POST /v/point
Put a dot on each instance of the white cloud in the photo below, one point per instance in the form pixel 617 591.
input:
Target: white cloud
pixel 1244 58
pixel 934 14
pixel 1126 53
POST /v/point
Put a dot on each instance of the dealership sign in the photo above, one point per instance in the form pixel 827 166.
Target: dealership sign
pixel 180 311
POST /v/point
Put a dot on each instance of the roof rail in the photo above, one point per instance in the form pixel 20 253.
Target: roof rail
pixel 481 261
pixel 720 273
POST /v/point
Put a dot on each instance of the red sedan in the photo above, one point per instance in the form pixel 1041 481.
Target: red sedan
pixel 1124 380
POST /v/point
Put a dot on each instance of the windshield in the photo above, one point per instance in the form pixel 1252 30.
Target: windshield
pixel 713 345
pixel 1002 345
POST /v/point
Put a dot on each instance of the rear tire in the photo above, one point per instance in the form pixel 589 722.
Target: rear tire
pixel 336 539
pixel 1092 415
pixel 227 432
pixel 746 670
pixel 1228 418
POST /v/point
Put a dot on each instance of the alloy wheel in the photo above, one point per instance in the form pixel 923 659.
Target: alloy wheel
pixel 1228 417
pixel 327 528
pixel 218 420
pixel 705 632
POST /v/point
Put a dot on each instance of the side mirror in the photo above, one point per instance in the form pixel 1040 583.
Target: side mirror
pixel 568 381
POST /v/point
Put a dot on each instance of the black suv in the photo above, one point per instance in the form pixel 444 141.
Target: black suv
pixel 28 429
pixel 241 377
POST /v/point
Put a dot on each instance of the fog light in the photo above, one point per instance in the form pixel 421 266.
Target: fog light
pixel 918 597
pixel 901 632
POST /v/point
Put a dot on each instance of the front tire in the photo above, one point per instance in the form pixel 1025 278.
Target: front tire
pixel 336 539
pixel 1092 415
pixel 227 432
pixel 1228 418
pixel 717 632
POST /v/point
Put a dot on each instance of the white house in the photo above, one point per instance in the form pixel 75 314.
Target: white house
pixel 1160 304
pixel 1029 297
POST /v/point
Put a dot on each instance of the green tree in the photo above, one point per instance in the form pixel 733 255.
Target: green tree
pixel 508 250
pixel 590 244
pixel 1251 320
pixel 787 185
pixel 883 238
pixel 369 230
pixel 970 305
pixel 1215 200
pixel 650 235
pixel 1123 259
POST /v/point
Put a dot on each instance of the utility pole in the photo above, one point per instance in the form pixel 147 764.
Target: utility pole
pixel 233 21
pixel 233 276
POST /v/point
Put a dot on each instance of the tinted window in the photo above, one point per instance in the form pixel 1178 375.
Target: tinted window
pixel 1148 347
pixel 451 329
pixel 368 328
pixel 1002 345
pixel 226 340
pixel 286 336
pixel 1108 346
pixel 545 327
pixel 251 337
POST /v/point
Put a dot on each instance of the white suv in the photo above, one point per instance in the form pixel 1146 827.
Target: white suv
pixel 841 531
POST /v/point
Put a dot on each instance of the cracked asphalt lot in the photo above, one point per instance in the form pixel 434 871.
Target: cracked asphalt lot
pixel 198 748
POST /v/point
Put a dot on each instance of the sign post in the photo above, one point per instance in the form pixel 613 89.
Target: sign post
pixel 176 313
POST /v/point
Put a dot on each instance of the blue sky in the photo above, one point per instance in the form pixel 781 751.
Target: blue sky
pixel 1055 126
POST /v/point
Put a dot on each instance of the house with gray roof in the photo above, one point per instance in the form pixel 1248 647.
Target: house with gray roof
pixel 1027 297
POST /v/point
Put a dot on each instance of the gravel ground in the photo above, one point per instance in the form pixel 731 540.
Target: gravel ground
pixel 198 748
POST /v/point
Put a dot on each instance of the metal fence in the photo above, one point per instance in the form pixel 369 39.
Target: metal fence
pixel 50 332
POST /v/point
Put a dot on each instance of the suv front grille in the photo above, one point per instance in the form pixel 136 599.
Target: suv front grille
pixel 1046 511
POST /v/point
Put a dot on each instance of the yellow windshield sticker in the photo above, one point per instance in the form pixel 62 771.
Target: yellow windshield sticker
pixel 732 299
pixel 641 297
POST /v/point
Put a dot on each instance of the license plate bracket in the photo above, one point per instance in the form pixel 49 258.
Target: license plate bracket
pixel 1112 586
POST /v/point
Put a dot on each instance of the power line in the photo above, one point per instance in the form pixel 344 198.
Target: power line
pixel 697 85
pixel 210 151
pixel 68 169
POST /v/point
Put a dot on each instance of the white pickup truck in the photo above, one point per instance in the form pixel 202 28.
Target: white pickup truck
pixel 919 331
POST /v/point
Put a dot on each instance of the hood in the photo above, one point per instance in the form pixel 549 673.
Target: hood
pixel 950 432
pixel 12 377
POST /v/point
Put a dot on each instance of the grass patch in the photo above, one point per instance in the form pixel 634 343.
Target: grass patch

+ + + + +

Tally how many lines of the data include the word "patch". Write the number and nothing else.

2